PROVIDED INFORMATION:
# # # #
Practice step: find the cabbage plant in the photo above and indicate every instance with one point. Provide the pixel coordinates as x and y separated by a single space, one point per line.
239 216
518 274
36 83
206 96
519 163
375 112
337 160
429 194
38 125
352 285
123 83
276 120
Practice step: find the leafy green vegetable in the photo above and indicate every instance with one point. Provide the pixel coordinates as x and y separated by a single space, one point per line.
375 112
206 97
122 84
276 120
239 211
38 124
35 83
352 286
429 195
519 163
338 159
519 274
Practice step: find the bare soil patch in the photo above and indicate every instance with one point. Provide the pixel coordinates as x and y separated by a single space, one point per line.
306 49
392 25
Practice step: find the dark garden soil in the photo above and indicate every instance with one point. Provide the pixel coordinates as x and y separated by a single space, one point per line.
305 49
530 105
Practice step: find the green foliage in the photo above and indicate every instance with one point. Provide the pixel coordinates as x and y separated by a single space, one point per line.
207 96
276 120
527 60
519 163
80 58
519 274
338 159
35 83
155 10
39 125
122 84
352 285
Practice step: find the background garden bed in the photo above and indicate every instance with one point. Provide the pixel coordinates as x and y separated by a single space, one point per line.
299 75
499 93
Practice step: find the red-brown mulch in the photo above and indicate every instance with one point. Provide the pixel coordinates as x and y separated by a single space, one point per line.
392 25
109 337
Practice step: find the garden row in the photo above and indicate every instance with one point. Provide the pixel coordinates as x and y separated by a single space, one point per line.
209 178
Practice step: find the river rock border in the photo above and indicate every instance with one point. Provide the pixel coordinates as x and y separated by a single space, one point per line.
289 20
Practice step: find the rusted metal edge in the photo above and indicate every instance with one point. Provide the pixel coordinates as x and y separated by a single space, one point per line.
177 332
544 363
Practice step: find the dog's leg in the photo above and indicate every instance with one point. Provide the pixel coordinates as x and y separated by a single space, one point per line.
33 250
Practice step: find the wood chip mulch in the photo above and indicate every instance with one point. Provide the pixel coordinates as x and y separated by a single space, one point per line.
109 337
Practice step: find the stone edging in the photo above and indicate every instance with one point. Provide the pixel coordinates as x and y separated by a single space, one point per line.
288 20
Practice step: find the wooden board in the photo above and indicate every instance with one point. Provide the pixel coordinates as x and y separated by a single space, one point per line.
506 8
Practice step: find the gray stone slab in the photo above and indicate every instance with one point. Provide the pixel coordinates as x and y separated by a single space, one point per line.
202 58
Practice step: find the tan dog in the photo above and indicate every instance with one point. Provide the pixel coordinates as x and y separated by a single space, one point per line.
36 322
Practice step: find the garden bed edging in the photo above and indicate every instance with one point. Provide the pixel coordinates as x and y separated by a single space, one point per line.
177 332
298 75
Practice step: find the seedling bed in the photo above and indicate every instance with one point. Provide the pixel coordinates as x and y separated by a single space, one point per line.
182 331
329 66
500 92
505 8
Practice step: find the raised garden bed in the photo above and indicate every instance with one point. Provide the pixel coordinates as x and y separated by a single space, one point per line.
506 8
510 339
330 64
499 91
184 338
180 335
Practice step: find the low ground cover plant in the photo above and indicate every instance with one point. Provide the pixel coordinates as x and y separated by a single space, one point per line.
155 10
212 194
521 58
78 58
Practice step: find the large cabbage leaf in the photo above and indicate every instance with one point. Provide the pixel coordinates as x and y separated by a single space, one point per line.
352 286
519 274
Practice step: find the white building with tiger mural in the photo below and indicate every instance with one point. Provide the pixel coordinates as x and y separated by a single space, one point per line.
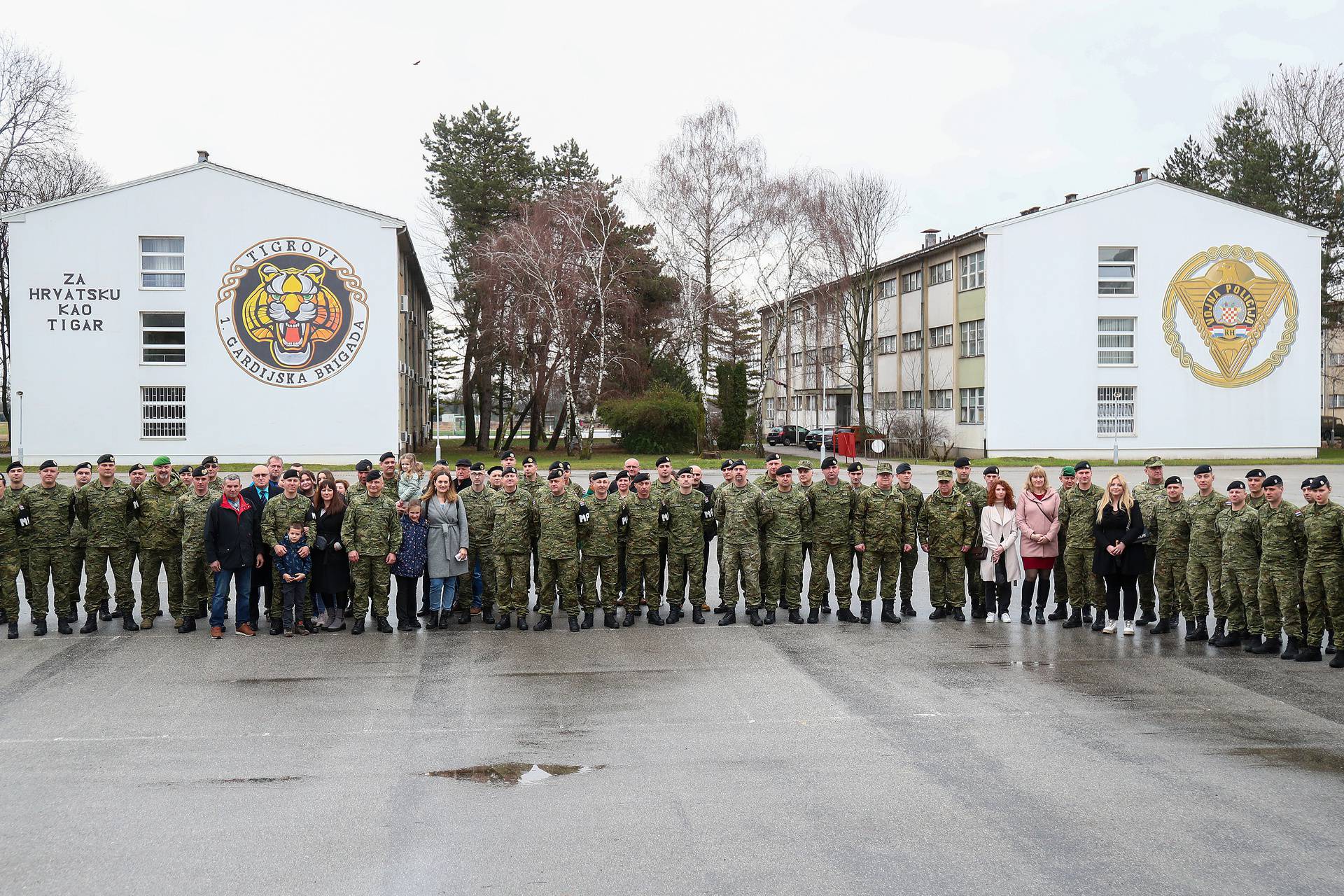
204 311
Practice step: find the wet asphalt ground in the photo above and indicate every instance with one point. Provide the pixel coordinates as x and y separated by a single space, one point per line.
929 757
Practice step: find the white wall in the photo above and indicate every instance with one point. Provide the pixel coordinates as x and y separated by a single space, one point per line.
1042 309
81 390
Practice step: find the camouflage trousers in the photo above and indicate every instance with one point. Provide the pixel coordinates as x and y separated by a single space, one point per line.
745 561
1202 577
1280 592
838 555
783 577
371 578
150 562
945 580
592 567
885 564
96 567
558 574
511 571
1170 580
1147 593
49 564
1088 590
641 580
683 566
1240 601
197 582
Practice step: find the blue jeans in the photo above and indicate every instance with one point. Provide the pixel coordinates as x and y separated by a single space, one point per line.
441 593
242 590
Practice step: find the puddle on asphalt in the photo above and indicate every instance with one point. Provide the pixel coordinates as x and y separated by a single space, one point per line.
512 773
1304 758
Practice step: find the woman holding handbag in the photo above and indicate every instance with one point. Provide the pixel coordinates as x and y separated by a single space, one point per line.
1002 564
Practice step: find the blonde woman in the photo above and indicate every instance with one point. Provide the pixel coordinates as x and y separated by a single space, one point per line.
1119 558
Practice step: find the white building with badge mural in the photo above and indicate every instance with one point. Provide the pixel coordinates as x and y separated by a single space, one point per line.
1149 318
204 311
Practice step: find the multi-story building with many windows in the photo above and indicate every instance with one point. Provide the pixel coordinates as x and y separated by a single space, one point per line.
1148 318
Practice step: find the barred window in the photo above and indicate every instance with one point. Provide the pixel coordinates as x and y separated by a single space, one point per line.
163 412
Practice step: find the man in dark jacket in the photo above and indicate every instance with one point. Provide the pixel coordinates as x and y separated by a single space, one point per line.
233 536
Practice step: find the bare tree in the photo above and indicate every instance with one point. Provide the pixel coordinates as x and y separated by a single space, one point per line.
702 195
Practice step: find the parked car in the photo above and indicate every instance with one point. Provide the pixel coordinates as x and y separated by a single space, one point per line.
787 434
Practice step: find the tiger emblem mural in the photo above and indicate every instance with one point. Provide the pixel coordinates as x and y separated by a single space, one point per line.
292 312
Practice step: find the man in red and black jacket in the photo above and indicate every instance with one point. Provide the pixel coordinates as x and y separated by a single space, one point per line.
233 540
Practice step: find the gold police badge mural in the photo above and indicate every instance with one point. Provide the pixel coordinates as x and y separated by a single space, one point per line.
1231 295
292 312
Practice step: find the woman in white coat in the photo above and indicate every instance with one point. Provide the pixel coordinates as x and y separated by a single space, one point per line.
1002 566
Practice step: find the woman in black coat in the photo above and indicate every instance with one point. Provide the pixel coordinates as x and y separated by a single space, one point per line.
1119 556
331 564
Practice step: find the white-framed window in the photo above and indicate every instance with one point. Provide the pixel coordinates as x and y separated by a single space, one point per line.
974 405
163 337
1116 270
1114 342
974 270
940 336
972 339
163 412
1114 410
163 262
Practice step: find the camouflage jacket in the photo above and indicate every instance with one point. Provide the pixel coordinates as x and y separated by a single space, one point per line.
514 526
883 522
948 524
371 526
105 514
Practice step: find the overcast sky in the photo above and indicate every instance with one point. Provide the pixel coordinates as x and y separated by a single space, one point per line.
976 109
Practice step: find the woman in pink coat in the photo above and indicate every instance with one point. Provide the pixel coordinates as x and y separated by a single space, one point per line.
1038 524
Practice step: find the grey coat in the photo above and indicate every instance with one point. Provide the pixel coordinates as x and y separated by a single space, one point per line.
447 535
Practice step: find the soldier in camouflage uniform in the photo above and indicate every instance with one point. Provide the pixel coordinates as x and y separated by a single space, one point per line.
277 514
1238 530
883 532
790 512
104 507
741 512
512 543
160 543
1077 517
190 520
1282 555
946 530
372 535
834 503
1168 531
1205 573
49 510
977 496
1148 496
601 543
643 532
555 516
687 512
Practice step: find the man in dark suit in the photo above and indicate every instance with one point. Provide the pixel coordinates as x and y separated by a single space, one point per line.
261 491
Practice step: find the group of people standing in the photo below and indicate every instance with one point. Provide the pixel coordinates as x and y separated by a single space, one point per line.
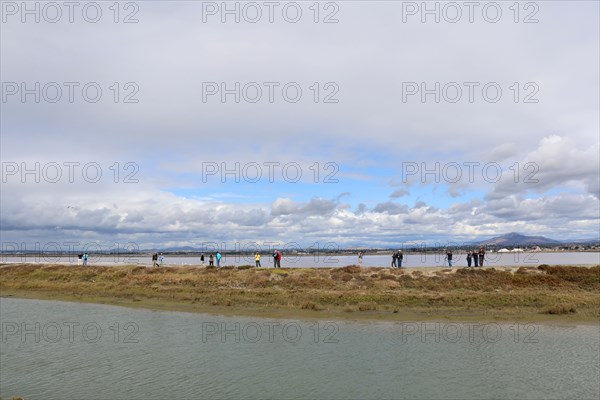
475 257
211 259
218 256
82 258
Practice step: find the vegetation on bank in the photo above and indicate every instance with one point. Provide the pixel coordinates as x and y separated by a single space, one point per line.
503 293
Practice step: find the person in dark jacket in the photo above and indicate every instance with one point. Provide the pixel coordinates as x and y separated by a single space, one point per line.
449 258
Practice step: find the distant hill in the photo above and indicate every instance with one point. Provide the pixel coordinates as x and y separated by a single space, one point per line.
514 239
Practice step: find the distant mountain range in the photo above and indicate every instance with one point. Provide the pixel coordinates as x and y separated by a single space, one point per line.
514 239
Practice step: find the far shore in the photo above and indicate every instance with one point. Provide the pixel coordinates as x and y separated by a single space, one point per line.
547 294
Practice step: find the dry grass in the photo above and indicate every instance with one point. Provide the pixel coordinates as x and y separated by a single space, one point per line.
549 290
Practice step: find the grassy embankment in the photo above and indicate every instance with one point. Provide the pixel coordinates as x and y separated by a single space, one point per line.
534 293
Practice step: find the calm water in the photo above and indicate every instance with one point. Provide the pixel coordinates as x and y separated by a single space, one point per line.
410 260
81 351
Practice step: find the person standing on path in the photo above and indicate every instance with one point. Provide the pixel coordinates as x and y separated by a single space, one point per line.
257 259
481 256
449 258
276 259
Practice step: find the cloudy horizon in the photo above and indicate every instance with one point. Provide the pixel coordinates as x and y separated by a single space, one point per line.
368 127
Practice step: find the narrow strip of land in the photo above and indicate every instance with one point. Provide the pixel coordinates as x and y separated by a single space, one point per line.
544 293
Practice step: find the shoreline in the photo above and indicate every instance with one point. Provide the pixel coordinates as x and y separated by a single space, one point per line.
545 294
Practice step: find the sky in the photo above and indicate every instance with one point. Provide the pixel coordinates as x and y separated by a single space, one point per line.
155 124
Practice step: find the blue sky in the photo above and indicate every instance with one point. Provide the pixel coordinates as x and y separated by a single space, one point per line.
161 122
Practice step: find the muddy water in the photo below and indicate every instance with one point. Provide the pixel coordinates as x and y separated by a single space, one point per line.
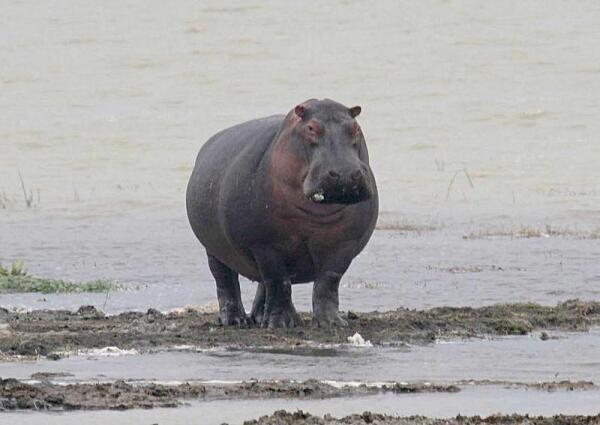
487 401
482 125
571 356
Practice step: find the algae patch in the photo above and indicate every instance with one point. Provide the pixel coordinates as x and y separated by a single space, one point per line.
16 280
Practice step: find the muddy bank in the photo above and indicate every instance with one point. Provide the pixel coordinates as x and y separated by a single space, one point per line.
50 332
282 417
121 395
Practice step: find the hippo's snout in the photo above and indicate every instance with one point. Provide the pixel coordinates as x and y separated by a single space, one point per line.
337 187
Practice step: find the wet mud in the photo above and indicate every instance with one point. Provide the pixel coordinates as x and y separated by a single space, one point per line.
300 418
55 333
121 395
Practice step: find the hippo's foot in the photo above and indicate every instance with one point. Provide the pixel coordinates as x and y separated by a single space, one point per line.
281 317
232 314
329 320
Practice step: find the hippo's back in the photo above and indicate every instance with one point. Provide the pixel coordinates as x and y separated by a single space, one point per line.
227 162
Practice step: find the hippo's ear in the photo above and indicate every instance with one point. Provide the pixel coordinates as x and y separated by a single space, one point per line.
300 110
355 111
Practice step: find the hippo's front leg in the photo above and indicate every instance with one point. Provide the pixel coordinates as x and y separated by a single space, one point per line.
326 300
279 311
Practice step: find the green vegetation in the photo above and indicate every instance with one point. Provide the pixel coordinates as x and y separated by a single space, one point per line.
16 280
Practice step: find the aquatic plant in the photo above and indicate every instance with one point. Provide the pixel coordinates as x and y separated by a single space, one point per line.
16 280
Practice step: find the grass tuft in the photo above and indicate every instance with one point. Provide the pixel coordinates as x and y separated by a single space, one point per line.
16 280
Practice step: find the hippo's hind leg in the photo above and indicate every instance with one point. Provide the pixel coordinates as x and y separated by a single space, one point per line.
258 306
326 300
278 309
231 309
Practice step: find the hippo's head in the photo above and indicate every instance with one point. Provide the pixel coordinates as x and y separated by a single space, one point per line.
336 163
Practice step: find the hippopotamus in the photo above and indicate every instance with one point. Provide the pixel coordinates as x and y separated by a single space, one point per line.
282 200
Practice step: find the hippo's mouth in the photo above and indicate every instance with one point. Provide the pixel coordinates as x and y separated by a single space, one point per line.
344 196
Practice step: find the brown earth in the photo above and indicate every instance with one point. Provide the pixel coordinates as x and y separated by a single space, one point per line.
121 395
48 332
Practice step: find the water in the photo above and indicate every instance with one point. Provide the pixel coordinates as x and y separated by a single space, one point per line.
484 402
481 118
571 356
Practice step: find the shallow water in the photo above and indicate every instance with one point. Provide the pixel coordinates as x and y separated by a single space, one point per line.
571 356
485 401
481 118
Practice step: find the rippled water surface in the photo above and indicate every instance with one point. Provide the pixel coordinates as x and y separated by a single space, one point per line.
482 124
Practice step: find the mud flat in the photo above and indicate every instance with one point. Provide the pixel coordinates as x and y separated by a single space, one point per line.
55 333
282 417
121 395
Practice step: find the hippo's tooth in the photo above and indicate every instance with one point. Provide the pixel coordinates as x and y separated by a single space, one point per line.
318 197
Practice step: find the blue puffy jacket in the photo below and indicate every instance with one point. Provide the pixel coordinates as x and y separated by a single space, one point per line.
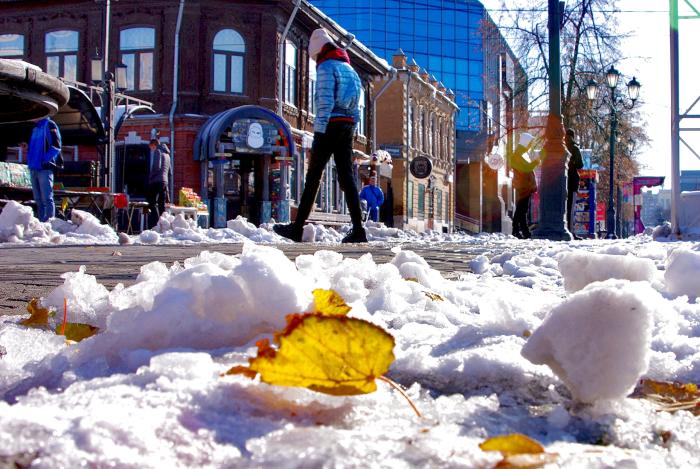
338 91
44 145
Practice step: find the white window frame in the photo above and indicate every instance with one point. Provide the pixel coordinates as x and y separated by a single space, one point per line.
362 107
137 75
233 55
290 72
312 87
62 55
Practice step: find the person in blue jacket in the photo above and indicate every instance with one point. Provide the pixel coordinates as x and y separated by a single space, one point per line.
# # # #
SET PROBLEM:
Pictures excluded, copy exactly the lines running from the one with "Practice step: find the rippled" through the last line of the material.

RESULT OF THE TASK:
Practice step: find the rippled water surface in the photo above and indicate every instance with one point. Provide the pixel coordinates as x and y separated by a single space, one point per line.
482 124
Practice step: find the mud flat in the photo above and indicate every instance with one point. Provide the pixel coordinates as x and y separated by a single space, one point per line.
55 333
282 417
121 395
Practice step: find the hippo's tooth in the photo above and indicate every instance with one point. Provide the pixel coordinates as x and y separated by a single space, one point per line.
318 197
Practice step: find the blue puffy jacket in the photo below and indicate every instance with one point. Provide the pixel coordinates as x and y separated by a single space, one point per line.
338 91
44 145
Practice step: find the white window frame in the photo above and indicate every instance with one point. Provide the pixel coordinates as x and y separated by a single space, one point per line.
362 107
137 75
233 55
290 72
312 87
62 55
Practice step: find the person in blue jacket in the photo above and indicate every instance with one point. Provide the pixel coordinates as x and y separated by a single space, one point per line.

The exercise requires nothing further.